----- Article -----

New employment credit for Semiconductor, Electric Airplane, Lithium Production, and Lithium Battery Manufacturing (SEAL)
Overview
This credit is for employers that:
- Hire qualified full-time employees
- Receive a reservation for the qualified employee
- Pay wages for work performed by that employee in California
- Report the credit on a timely filed (including extensions) original return
We are required to provide a searchable database on our website that includes the following information:
- Employer names
- Amount of tax credit claimed
- Number of new jobs created for each taxable year
There are a number of elements to this credit. It's important that you understand the requirements to generate this credit. You can also refer to California Revenue Taxation Code (R&TC) Sections 17053.73 and 23626 for the law and all requirements.
Qualified employer requirements
Must be engaged in one of the following SEAL trades or businesses in California:
- Semiconductor manufacturing or research and development that has applied, or intends to apply, for funding under the federal Creating Helpful Incentives to Product Semiconductors (CHIPS) Act of 2022 . (NAICS Code category 3344)
- Electric airplane manufacturing that has received a sales and use tax exclusion as an electric vertical takeoff and landing (eVTOL) manufacturer (NAICS Code category 3364 )
- Lithium production as defined under the California Lithium Extraction Tax Law (NAICS Codes 212390 or 325180 )
- Lithium battery manufacturing as at least 50% of your primary business (NAICS Code 335910 ).
In addition, qualified employers must:
- Hire qualified employees
- Obtain a tentative credit reservation for each of the qualified employees
- Pay qualified wages
- Have a net increase in jobs
Qualified employee requirements
- Hired on or after the first day of your 2023 taxable year, and paid wages subject to California withholding
- Hired for full-time work (paid hourly wages for an average of at least 35 hours per week, or is salaried and paid for full-time work)
- Meets 1 of the following qualification categories at the time of hire:
- Unemployed for the previous 6 months or more
- Unemployed means not receiving wages, not self-employed, and not a full-time student
- If the employee completed a college or similar program, the completion date must have been at least 12-months prior to date of hire
- Veteran, separated from the U.S. Armed Forces within the previous 12 months
- Received the federal Earned Income Credit in the previous taxable year
- Ex-offender convicted of a felony
- Current recipient of CalWORKS or county general assistance
- Unemployed for the previous 6 months or more
Tentative Credit Reservation
A Tentative Credit Reservation (TCR) from us for each employee is needed to qualify an employee for you to receive the credit. You must submit your information online. You will receive an immediate confirmation.
For employees hired in a taxable year 2023, you must request a TCR by the last day of the month following the end of your 2023 taxable year.
For employees hired in taxable year 2024 or later, you must request a TCR within 30 days of completing the Employment Development Department (EDD) New Hire Reporting Requirements.
Information needed to make the reservation
Gather the following information to complete the reservation.
Employer information:
- Name of business
- Type of entity (corporation, partnership, individual, etc.)
- Your ID (California Corporation number, Federal Employer Identification Number, social security number, etc.)
- Date business began in California
- Taxable year beginning date
- Type of business (North American Industry Classification System (NAICS) classification)

----- Source data -----

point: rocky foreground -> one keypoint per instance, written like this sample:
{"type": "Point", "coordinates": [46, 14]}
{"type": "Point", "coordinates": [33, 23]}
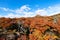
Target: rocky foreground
{"type": "Point", "coordinates": [31, 28]}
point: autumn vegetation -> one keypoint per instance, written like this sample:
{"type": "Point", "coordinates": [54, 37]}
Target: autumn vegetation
{"type": "Point", "coordinates": [40, 27]}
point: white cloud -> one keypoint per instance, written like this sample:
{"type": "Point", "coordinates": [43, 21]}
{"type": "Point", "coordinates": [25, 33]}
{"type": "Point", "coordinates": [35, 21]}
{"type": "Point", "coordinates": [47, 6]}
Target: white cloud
{"type": "Point", "coordinates": [25, 11]}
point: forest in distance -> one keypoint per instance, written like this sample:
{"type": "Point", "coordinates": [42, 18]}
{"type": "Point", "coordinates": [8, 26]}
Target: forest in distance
{"type": "Point", "coordinates": [30, 28]}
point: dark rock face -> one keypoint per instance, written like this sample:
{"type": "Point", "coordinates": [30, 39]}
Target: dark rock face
{"type": "Point", "coordinates": [32, 28]}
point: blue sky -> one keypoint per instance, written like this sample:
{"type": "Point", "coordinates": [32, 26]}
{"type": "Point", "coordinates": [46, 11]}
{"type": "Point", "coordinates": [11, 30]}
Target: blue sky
{"type": "Point", "coordinates": [28, 8]}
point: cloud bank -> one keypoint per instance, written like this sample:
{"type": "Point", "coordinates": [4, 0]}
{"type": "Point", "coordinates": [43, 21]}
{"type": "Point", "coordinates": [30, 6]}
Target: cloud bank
{"type": "Point", "coordinates": [25, 11]}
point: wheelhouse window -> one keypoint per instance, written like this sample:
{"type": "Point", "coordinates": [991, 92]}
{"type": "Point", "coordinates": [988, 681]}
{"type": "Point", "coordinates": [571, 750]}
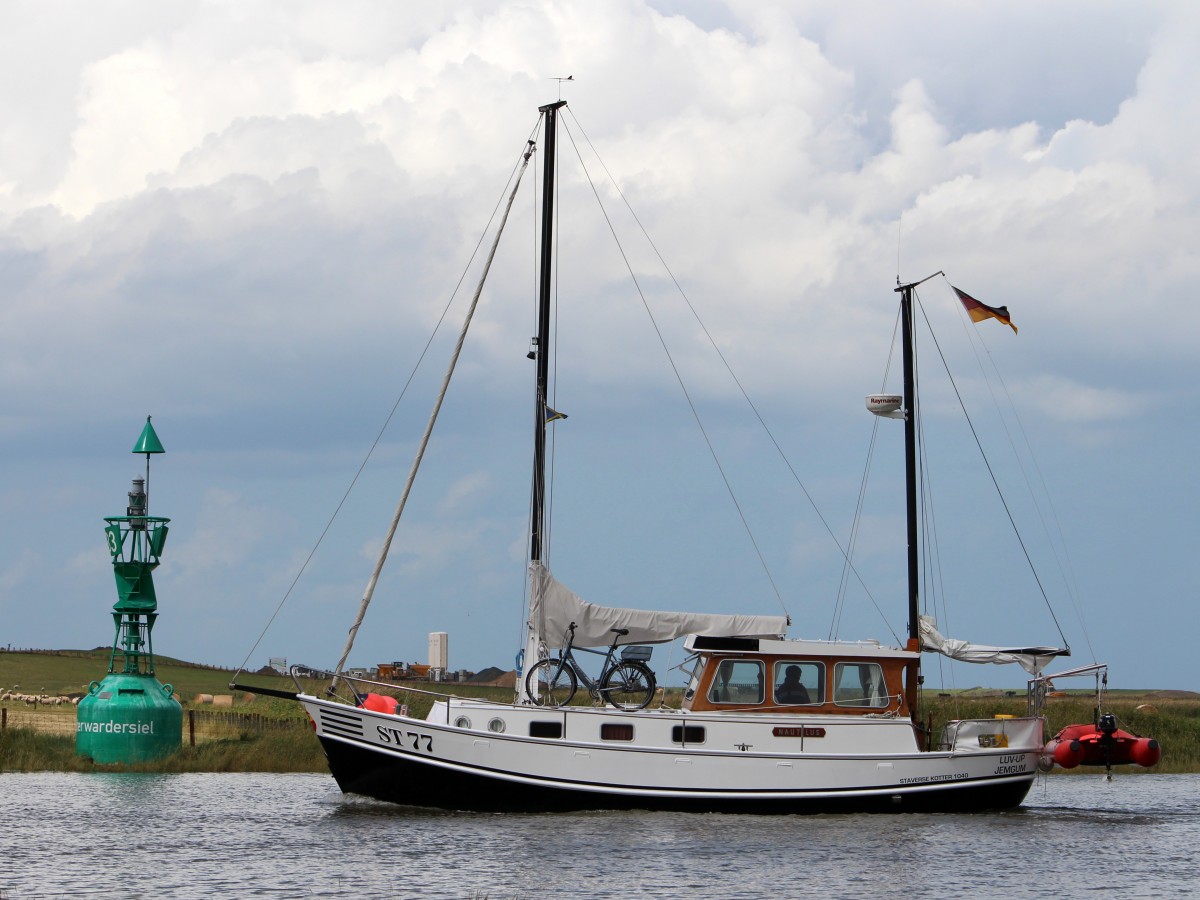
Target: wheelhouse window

-----

**Required work:**
1. According to the SEAL credit overview, how many hours per week on average must an hourly employee be paid for to count as full-time?
2. Show each line of the records that contains the string "sample". Case counts.

**Expected outputs:**
1. At least 35 hours per week.

2.
point: rocky foreground -> one keypoint per instance, written like this sample:
point: autumn vegetation -> one keypoint per instance, written like this sample:
point: white cloud -> one keypoint per instance, written like this sample:
point: forest in distance -> one keypoint per instance, written like this sample:
point: dark rock face -> one keypoint per instance, written like this sample:
point: blue sky -> one keypoint per instance, written like this sample:
point: cloud bank -> one keypoint per instance, written like this sample:
point: wheelhouse window -> one keypoint per instance, written like this sample:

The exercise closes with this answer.